### SUPPLIED DATA
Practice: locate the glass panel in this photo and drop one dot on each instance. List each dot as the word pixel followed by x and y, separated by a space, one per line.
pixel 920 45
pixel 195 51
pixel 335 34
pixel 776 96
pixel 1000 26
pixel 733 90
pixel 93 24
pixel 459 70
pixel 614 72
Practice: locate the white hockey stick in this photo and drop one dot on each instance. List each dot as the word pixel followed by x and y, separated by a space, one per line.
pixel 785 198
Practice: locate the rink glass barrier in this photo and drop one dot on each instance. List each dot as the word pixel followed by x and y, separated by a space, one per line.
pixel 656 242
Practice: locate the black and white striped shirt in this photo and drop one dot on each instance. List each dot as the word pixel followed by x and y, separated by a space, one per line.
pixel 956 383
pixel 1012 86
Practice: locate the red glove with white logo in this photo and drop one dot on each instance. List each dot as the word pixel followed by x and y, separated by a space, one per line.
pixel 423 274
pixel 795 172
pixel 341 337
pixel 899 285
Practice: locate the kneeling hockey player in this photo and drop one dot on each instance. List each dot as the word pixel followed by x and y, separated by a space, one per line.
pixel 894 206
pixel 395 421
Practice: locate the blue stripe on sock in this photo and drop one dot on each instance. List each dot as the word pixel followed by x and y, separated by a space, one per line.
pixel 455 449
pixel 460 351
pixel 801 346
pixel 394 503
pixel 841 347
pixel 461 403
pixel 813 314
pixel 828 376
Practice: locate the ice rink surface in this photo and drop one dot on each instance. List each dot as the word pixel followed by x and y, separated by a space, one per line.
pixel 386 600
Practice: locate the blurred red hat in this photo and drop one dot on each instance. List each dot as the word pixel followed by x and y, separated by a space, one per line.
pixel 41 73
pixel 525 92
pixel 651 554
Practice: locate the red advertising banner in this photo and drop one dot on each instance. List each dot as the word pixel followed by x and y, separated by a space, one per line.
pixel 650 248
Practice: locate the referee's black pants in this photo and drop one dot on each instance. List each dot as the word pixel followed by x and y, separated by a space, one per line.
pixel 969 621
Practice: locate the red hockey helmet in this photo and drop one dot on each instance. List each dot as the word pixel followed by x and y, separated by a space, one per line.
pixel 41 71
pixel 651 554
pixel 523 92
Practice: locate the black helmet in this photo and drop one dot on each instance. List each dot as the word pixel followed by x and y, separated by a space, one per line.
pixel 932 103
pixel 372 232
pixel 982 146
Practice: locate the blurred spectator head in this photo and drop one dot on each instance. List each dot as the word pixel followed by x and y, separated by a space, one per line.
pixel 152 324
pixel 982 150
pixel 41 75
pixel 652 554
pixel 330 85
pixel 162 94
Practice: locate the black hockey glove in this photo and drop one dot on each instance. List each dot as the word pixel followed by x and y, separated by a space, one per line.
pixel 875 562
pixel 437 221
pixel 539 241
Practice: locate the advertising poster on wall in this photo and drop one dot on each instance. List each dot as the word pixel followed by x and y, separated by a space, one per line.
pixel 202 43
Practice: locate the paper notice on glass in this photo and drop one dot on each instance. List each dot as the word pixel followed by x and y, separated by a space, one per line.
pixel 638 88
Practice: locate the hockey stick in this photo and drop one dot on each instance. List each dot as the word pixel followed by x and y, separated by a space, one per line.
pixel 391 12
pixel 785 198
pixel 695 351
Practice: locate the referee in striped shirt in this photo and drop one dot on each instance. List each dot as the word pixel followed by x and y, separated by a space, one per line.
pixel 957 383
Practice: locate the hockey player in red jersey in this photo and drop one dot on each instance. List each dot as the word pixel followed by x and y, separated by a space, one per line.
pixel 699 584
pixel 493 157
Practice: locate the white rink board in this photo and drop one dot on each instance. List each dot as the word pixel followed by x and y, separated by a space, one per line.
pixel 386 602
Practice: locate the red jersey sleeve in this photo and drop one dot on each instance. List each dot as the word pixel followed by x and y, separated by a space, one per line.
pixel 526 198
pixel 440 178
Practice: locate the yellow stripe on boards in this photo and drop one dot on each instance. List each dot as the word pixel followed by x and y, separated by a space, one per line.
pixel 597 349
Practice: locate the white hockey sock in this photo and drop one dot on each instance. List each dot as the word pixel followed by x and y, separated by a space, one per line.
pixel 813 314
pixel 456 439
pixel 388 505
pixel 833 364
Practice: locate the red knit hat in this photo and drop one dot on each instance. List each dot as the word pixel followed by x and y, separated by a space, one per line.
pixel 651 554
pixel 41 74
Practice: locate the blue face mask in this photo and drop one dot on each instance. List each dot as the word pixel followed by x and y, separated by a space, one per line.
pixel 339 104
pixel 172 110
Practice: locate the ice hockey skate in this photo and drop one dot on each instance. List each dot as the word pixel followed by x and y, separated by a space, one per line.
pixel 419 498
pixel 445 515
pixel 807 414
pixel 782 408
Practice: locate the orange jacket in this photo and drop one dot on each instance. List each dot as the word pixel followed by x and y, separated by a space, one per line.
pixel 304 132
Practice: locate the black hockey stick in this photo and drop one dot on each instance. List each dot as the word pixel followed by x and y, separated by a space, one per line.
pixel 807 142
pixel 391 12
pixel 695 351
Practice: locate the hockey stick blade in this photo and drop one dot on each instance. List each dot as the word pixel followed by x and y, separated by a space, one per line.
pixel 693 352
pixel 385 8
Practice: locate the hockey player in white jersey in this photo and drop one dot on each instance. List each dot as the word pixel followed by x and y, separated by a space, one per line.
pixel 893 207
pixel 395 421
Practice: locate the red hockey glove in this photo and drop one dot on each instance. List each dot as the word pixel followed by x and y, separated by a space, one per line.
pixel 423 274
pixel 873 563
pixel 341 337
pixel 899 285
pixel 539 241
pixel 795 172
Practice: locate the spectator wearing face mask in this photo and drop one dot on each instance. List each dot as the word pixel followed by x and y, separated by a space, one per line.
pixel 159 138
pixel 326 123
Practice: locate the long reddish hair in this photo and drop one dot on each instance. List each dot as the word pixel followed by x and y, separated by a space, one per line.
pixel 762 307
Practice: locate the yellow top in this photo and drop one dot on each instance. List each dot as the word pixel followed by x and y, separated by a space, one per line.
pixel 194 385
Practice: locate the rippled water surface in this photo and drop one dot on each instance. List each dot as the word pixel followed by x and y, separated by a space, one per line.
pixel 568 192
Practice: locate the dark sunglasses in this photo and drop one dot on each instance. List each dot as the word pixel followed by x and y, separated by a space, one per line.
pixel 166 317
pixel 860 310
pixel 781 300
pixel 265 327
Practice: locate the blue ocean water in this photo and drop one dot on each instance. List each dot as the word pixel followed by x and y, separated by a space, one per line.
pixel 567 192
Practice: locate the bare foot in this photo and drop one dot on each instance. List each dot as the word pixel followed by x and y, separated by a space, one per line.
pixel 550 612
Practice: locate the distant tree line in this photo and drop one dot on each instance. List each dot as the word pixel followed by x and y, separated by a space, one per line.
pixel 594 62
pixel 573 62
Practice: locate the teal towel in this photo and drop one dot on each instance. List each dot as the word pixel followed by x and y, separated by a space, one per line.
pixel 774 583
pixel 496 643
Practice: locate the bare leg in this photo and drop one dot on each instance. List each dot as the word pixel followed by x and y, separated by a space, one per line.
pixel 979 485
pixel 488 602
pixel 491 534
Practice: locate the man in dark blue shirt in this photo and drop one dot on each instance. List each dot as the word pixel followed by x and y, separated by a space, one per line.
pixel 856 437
######
(WHAT YOU WILL DO)
Switch every "drop one dot" in the records above to "place one dot", and write out all the records again with nothing else changed.

(SOLUTION TO THIS TASK)
Practice: locate the glass panel in this photo and place one dot on each instance. List each dot as the word pixel followed by x and y, separated by a space, one per line.
pixel 920 45
pixel 195 51
pixel 335 34
pixel 776 96
pixel 1000 26
pixel 733 90
pixel 93 24
pixel 459 70
pixel 614 72
Practice: locate the white hockey stick in this photo and place one dot on each instance. List each dot as the word pixel followed by x and y, separated by a space, one per line.
pixel 785 198
Practice: locate the rink glass barrier in this photo and place one dot on each instance. List each dot as the word pixel followed by x and y, separated by a space, one per line.
pixel 656 242
Practice: locate the black and white striped shirt in this photo and place one dot on each instance. List each dot as the word pixel followed by x and y, separated by a space, one per line.
pixel 956 383
pixel 1012 86
Practice: locate the red glove with white logo in this photo and place one dot on each instance. List each dot as the word pixel followed by x and y, separated by a space, one per line.
pixel 423 274
pixel 795 172
pixel 341 337
pixel 899 285
Practice: locate the kneeling hockey player in this photo and place one dot on each instance. List each dot as the word pixel followed by x and y, separated by a space, one per line.
pixel 894 206
pixel 395 421
Practice: locate the blue stripe on sock in this photo and place one dot on each instance. List each dot as the word pixel followed by x and y, separated by a space, one per line.
pixel 455 449
pixel 460 351
pixel 801 346
pixel 394 503
pixel 841 347
pixel 461 403
pixel 813 314
pixel 828 376
Practice: locate the ice rink surface in this photo and place one dot on each instance. List each dot as the word pixel followed by x and y, separated by a space, one per line.
pixel 386 600
Practice: locate the blurred red hat in this photo and place one dot on each instance. List each dot as the word pixel followed by x and y, separated by a space, one per line.
pixel 41 73
pixel 525 92
pixel 651 554
Practice: locate the red advertising banner in this photo and place one dot on each instance. List each dot as the word pixel followed by x and y, separated by a space, one per line.
pixel 650 248
Practice: locate the referee's black pants in this photo and place one dot on each instance. List each dot as the word pixel followed by x and y, separated by a space, one per line.
pixel 969 621
Practice: locate the red hockey helmet in this photo and place one dot on each instance. List each dot as the word pixel followed by x and y, separated by a space, one per line.
pixel 41 71
pixel 651 554
pixel 523 92
Practice: locate the black helmet in this photo and place one dot on each instance. List each dot as the word pixel followed by x and y, separated by a space, one per line.
pixel 932 103
pixel 372 232
pixel 982 146
Practice: locate the blurred spectator head in this photo and place one dot on each instance. List each dot as the word pixel followed by x and y, separated by a space, one per line.
pixel 152 324
pixel 982 150
pixel 41 75
pixel 652 554
pixel 330 85
pixel 162 94
Practice: locate the black hockey glove in this photo and place one dot on each instance. List each dot as the word pixel followed by x and y, separated by a space, one per line.
pixel 875 562
pixel 437 221
pixel 539 241
Practice: locate the advertising poster on wall in this photo and place one dot on each instance. List each dot as the word pixel followed by x and y, separated by a space, one per line.
pixel 202 43
Practice: locate the paper notice on glass in this photo and place one dot on each instance. List each dot as the word pixel followed by x and y, separated by a space, one per line.
pixel 638 88
Practice: locate the hockey stick in this photo and place one dot on each instance. List each dot as the word pixel followed by x and y, separated by a space, one per line.
pixel 391 12
pixel 785 198
pixel 695 351
Practice: locate the referee in striped shirt in this photo and place one dot on each instance. List each dot as the word pixel followed by x and y, separated by a space, one per line.
pixel 957 383
Practice: locate the hockey player in red jersey in this photo and place one dot on each instance. List each dot as the word pixel followed by x and y, separated by a space, one per line.
pixel 699 584
pixel 493 157
Practice: locate the white rink board in this photo and place one dot on each instance. List each dot as the word pixel followed by x and y, separated by a space, one per line.
pixel 386 602
Practice: locate the red jersey sleeve in this photo and place one dot on each instance. List each dot as the word pixel followed by x and y, separated by a space, one per line.
pixel 526 198
pixel 440 178
Practice: locate the yellow stripe on boards in this photo and place one dot on each instance. List each dot as the word pixel followed by x and y, separated by a space, one per line.
pixel 597 349
Practice: locate the white hockey sock in this photo and place one dot on each instance. List each dot as the word pixel followed by x and y, separated by a space, one per line.
pixel 813 314
pixel 456 439
pixel 388 505
pixel 833 364
Practice: locate the red knit hat in this photo and place one dot on each instance. List each dot as the word pixel followed by x and y, separated by a space, one per line.
pixel 651 554
pixel 41 74
Practice: locate the blue face mask in this photo and place one dot on each instance. List each dot as the word pixel followed by x and y, separated by a space, one per line.
pixel 339 104
pixel 172 110
Practice: locate the ice hockey skate in this photo and place one dot on each instance. List each dot as the word pixel followed by x and y, separated by a space, one per line.
pixel 419 498
pixel 445 515
pixel 807 414
pixel 782 408
Practice: locate the orange jacket in this photo and place one dot on each instance. List each dot as the word pixel followed by x and y, separated by a space, one per line.
pixel 304 132
Practice: locate the black hockey stick in this photo and place one dot on each instance. List each dot as the word pixel followed by x and y, separated by a space, one per line.
pixel 807 142
pixel 391 12
pixel 695 351
Practice: locate the hockey stick blade in this photo and place one dot on each instance. List each dot as the word pixel followed by x and y, separated by a space, one per line.
pixel 693 352
pixel 385 8
Practice: locate the hockey player in white jersey in this photo and place one dot on each instance. List each dot as the word pixel followed by x and y, separated by a space, one per line.
pixel 893 207
pixel 395 421
Practice: locate the red hockey glove in this photo and place one dot on each instance. List each dot as the word pixel followed by x and y, separated by a space, one per line.
pixel 423 274
pixel 873 563
pixel 341 337
pixel 899 285
pixel 539 241
pixel 795 172
Practice: locate the spectator wearing face mask in this photo and place one dot on each instance. List each dot as the word pixel followed by x and y, separated by a space, one per line.
pixel 159 138
pixel 326 123
Practice: locate the long reddish hair in this photo and place one dot on each instance. List each dot as the word pixel followed by x and y, separated by a space, one per line.
pixel 762 307
Practice: locate the yellow top in this photo and place one dot on each instance. List each dot as the word pixel followed by x and y, separated by a space, one per line.
pixel 194 385
Practice: locate the rippled water surface in this photo and place one dot on each instance. List each dot as the word pixel followed by x and y, separated by a space, one per line.
pixel 568 192
Practice: locate the dark sunglasses in this photo and place one dot on each instance. List each dot as the word pixel followed by x and y, separated by a space, one per line.
pixel 166 317
pixel 860 310
pixel 781 300
pixel 265 327
Practice: locate the blue ocean water in this photo and place one dot on each instance. List each dot as the word pixel followed by x and y, separated by a space, one per line.
pixel 567 192
Practice: locate the bare foot in this photo and place one dot on each instance. List each dot as the word pixel followed by x and y, separated by a space, one per line.
pixel 550 612
Practice: locate the distant tree line in this photo and place one dot on each instance. List each dot as the word pixel followed by x and y, separated by a space, one per line.
pixel 594 62
pixel 573 62
Practice: locate the teal towel in this photo and place one dot on each instance. List each dot as the word pixel followed by x and y, separated by a space, one per line.
pixel 774 583
pixel 496 643
Practice: locate the bare leg in this photo and place one dot on each instance. List each dot as the word pixel followed by x and y, separated by a space, one per line.
pixel 979 485
pixel 488 602
pixel 491 534
Practice: locate the man in dark blue shirt in this photo and place one dot on each instance. List each dot as the word pixel followed by x and y, separated by a space, one per line.
pixel 856 437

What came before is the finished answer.